I am trying to use contour integration to evaluate the integral $$ \int_\mathbb{R}\frac{|x|e^{i\omega x}}{x^2+ a}dx \,, $$ where $a>0$ and $\omega$ can take any real value. I am worried about the existence of the absolute value and I am not sure how to proceed.
Any help appreciated.
EDIT: Contour integration might not be the way to go here (see comments). In any case, it is easy to see that the integral in question is also equal to $$ 2\int_0^\infty \frac{x \cos(\omega x)}{x^2+ a}dx \,, $$ and I am wondering whether anyone can produce a solution regardless of the method used.
Let's treat it like a Fourier Transform, and use a number of table lookups and theorems.

== == ==

* [Written exercise]
For the thread about the integral, say whether each statement agrees with it, answering yes or no and quoting the words that decide it: (a) The constant a must be greater than zero. (b) The poster will accept only a solution that uses contour integration. (c) The reply suggests handling the integral as a Fourier Transform. Rely only on the thread about the integral.

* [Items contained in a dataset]

== == ==

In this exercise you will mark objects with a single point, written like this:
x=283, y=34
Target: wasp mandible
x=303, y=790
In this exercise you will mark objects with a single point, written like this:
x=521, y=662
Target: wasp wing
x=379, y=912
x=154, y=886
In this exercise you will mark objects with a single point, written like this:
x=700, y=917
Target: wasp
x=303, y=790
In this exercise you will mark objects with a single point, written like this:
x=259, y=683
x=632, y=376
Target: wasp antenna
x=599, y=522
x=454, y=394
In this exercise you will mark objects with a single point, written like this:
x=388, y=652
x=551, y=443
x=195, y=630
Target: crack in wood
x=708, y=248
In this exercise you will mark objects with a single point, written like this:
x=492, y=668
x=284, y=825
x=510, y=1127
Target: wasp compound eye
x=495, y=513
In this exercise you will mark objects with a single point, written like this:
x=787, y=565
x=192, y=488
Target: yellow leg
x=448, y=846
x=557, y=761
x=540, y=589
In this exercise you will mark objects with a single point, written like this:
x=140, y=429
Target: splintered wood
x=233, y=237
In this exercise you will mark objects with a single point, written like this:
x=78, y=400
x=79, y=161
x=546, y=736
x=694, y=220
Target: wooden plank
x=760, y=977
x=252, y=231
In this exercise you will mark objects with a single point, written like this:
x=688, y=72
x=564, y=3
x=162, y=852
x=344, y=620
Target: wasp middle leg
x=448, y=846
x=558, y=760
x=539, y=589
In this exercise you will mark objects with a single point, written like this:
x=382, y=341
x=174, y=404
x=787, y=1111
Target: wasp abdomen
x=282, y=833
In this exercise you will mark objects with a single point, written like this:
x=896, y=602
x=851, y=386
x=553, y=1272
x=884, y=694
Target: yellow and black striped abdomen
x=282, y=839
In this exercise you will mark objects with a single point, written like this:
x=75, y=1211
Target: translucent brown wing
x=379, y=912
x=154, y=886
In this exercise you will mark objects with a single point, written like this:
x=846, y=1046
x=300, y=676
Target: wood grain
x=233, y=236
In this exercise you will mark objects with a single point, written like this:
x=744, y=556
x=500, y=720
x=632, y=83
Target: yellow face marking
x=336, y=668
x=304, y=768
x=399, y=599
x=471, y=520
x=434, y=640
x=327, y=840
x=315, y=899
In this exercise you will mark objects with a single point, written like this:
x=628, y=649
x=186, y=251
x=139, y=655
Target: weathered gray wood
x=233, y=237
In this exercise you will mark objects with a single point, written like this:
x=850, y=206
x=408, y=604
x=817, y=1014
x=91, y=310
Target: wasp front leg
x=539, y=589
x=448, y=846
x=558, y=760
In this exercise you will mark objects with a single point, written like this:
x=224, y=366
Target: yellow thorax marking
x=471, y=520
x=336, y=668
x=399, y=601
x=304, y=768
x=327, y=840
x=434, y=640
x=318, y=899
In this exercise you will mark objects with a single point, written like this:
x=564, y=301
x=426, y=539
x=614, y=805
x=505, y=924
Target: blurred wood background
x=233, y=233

== == ==

* [Expected output]
(a) Yes: "where $a>0$ and $\omega$ can take any real value"
(b) No: "I am wondering whether anyone can produce a solution regardless of the method used"
(c) Yes: "Let's treat it like a Fourier Transform"